■ **ENTRIES PROVIDED**:

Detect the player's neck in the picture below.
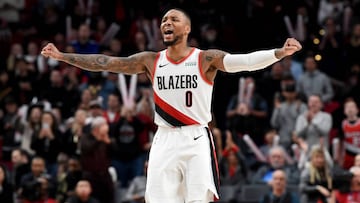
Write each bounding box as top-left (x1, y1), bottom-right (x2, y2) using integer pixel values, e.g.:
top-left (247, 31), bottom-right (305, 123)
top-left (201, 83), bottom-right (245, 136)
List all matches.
top-left (166, 44), bottom-right (192, 61)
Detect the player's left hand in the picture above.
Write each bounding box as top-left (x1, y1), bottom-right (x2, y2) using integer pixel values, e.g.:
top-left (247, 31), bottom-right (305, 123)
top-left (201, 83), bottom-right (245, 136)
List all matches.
top-left (277, 38), bottom-right (302, 58)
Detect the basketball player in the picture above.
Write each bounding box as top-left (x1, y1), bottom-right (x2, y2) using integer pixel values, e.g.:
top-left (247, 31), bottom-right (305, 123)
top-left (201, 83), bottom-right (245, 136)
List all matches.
top-left (41, 9), bottom-right (301, 203)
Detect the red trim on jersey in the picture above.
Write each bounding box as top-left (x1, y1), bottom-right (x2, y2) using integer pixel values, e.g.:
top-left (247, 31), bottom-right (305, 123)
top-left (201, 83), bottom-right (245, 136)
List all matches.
top-left (198, 51), bottom-right (214, 85)
top-left (165, 48), bottom-right (195, 64)
top-left (154, 92), bottom-right (200, 125)
top-left (151, 52), bottom-right (160, 83)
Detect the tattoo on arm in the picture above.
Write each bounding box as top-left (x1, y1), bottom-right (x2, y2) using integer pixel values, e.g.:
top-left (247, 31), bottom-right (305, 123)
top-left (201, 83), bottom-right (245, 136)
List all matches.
top-left (64, 54), bottom-right (110, 71)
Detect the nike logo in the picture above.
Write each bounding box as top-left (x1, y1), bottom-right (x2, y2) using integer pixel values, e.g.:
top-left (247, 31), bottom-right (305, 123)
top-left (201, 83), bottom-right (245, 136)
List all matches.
top-left (194, 135), bottom-right (203, 140)
top-left (159, 63), bottom-right (169, 68)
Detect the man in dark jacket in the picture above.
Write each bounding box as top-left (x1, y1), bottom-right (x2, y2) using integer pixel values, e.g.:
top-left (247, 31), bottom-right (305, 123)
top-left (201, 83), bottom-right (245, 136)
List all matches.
top-left (80, 117), bottom-right (114, 203)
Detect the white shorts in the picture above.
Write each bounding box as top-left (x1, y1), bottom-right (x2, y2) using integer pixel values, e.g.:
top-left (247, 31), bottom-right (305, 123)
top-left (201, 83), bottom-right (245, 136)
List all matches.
top-left (145, 125), bottom-right (219, 203)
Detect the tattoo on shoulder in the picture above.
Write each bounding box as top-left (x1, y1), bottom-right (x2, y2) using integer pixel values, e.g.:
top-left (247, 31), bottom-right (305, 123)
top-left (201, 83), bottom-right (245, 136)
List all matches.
top-left (205, 49), bottom-right (224, 62)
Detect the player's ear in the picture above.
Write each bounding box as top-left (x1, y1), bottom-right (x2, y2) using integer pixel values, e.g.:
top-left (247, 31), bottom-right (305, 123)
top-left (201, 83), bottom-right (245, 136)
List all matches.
top-left (185, 25), bottom-right (191, 34)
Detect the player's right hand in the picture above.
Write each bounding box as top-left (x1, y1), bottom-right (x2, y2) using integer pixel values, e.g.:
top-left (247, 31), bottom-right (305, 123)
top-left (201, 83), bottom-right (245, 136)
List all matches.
top-left (41, 43), bottom-right (62, 60)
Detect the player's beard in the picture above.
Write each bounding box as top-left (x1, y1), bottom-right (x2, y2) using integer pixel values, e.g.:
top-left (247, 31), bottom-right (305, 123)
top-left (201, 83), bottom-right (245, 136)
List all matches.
top-left (163, 36), bottom-right (180, 47)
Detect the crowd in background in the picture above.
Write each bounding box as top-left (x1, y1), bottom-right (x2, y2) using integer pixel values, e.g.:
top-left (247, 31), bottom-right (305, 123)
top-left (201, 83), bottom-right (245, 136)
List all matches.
top-left (0, 0), bottom-right (360, 203)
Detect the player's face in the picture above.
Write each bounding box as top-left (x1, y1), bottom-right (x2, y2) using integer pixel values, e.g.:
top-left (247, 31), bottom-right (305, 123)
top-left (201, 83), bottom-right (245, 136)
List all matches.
top-left (160, 10), bottom-right (190, 46)
top-left (344, 101), bottom-right (358, 116)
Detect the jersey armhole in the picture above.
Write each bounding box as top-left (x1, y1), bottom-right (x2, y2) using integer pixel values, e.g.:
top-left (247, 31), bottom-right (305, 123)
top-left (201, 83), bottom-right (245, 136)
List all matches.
top-left (198, 51), bottom-right (214, 85)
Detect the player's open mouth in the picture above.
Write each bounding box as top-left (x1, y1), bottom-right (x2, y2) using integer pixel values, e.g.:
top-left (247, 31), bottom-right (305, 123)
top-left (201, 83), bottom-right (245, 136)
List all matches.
top-left (164, 30), bottom-right (174, 37)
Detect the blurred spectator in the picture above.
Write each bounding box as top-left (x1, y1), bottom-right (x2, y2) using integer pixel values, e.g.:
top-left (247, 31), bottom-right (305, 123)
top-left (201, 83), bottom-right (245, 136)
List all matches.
top-left (31, 111), bottom-right (62, 175)
top-left (281, 56), bottom-right (304, 81)
top-left (62, 109), bottom-right (87, 156)
top-left (319, 16), bottom-right (346, 81)
top-left (260, 169), bottom-right (300, 203)
top-left (124, 161), bottom-right (148, 203)
top-left (0, 165), bottom-right (14, 203)
top-left (294, 95), bottom-right (332, 150)
top-left (345, 22), bottom-right (360, 72)
top-left (11, 148), bottom-right (30, 191)
top-left (80, 116), bottom-right (115, 203)
top-left (104, 93), bottom-right (121, 125)
top-left (0, 0), bottom-right (25, 24)
top-left (78, 89), bottom-right (94, 111)
top-left (0, 96), bottom-right (24, 162)
top-left (226, 77), bottom-right (268, 145)
top-left (41, 69), bottom-right (71, 113)
top-left (339, 99), bottom-right (360, 169)
top-left (329, 167), bottom-right (360, 203)
top-left (110, 106), bottom-right (147, 188)
top-left (88, 99), bottom-right (104, 121)
top-left (20, 157), bottom-right (56, 203)
top-left (6, 43), bottom-right (24, 73)
top-left (21, 103), bottom-right (44, 155)
top-left (53, 153), bottom-right (69, 203)
top-left (270, 76), bottom-right (307, 150)
top-left (219, 131), bottom-right (249, 190)
top-left (14, 57), bottom-right (37, 104)
top-left (296, 56), bottom-right (334, 104)
top-left (317, 0), bottom-right (344, 25)
top-left (256, 61), bottom-right (287, 113)
top-left (65, 157), bottom-right (83, 200)
top-left (71, 23), bottom-right (100, 54)
top-left (251, 146), bottom-right (299, 185)
top-left (259, 128), bottom-right (278, 154)
top-left (65, 180), bottom-right (100, 203)
top-left (0, 70), bottom-right (18, 104)
top-left (299, 145), bottom-right (332, 203)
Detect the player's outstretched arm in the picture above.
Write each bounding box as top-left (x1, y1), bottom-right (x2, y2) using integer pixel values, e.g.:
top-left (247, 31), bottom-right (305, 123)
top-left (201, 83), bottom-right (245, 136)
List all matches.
top-left (41, 43), bottom-right (156, 74)
top-left (223, 38), bottom-right (302, 72)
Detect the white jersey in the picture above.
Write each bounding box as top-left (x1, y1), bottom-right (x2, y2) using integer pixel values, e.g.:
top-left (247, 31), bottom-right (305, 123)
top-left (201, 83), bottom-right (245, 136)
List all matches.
top-left (153, 48), bottom-right (213, 127)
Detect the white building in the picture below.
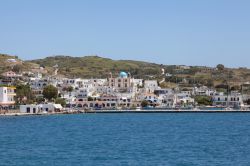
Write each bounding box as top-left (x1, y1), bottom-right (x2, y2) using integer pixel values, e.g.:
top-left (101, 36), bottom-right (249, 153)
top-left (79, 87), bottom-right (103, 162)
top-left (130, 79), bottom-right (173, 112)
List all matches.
top-left (212, 92), bottom-right (243, 107)
top-left (144, 80), bottom-right (160, 93)
top-left (0, 87), bottom-right (16, 107)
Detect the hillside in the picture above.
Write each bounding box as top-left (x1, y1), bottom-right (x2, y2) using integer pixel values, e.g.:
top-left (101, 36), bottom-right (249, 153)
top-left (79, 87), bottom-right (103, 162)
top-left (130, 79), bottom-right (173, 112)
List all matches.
top-left (30, 56), bottom-right (166, 78)
top-left (0, 54), bottom-right (37, 73)
top-left (29, 56), bottom-right (250, 90)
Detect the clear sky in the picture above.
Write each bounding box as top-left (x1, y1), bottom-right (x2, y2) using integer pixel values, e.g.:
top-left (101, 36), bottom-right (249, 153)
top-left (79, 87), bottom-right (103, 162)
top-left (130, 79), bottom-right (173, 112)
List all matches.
top-left (0, 0), bottom-right (250, 67)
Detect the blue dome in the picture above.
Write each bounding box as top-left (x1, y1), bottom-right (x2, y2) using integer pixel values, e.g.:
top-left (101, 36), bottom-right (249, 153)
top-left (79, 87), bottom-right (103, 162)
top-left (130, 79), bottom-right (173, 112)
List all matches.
top-left (119, 71), bottom-right (128, 78)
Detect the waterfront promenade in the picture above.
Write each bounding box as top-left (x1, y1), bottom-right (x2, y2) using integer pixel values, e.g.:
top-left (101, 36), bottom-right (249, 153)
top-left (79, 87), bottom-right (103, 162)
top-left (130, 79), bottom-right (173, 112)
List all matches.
top-left (0, 110), bottom-right (250, 116)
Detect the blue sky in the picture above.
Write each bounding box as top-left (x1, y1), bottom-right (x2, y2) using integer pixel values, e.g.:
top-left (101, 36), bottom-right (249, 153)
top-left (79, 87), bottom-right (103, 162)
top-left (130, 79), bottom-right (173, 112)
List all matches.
top-left (0, 0), bottom-right (250, 67)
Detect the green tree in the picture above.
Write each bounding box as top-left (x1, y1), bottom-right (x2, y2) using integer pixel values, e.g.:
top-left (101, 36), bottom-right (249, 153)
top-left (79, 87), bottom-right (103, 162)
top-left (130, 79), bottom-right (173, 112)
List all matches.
top-left (43, 85), bottom-right (58, 101)
top-left (15, 84), bottom-right (35, 104)
top-left (55, 97), bottom-right (66, 107)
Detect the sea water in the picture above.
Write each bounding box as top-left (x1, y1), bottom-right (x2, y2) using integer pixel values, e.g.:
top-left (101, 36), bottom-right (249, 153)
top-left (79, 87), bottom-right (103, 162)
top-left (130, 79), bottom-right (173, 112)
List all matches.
top-left (0, 113), bottom-right (250, 166)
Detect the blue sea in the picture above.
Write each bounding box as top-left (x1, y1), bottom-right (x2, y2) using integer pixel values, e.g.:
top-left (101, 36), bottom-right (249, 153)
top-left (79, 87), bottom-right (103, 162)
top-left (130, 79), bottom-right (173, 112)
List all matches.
top-left (0, 113), bottom-right (250, 166)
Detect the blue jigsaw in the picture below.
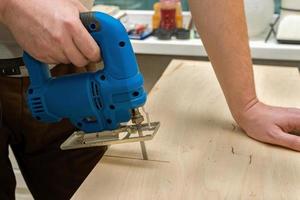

■ **PROBLEM DETAILS**: Rewrite every line of the data, from its start through the line containing "top-left (41, 9), bottom-right (301, 203)", with 125 added to each coordinate in the answer boxes; all other lines, including their sample coordinates, stay unchanged, and the pictures are left out.

■ **EXERCISE RESPONSE**:
Detect the player's neck in the picture below.
Write each bounding box as top-left (x1, y1), bottom-right (x2, y2) using integer pixel values, e.g.:
top-left (247, 31), bottom-right (305, 123)
top-left (201, 83), bottom-right (245, 136)
List all matches.
top-left (291, 169), bottom-right (317, 186)
Detect the player's left hand in the picture above.
Write each bounding box as top-left (x1, y1), bottom-right (x2, y2) using integer pixel values, e.g.:
top-left (247, 31), bottom-right (305, 123)
top-left (201, 83), bottom-right (245, 136)
List all matches.
top-left (402, 163), bottom-right (427, 183)
Detect the basketball player in the picture above.
Write each bounding box as top-left (x1, y1), bottom-right (x2, y2) using integer pixel values, e.g.:
top-left (247, 31), bottom-right (305, 123)
top-left (201, 83), bottom-right (245, 136)
List all matches.
top-left (166, 134), bottom-right (426, 328)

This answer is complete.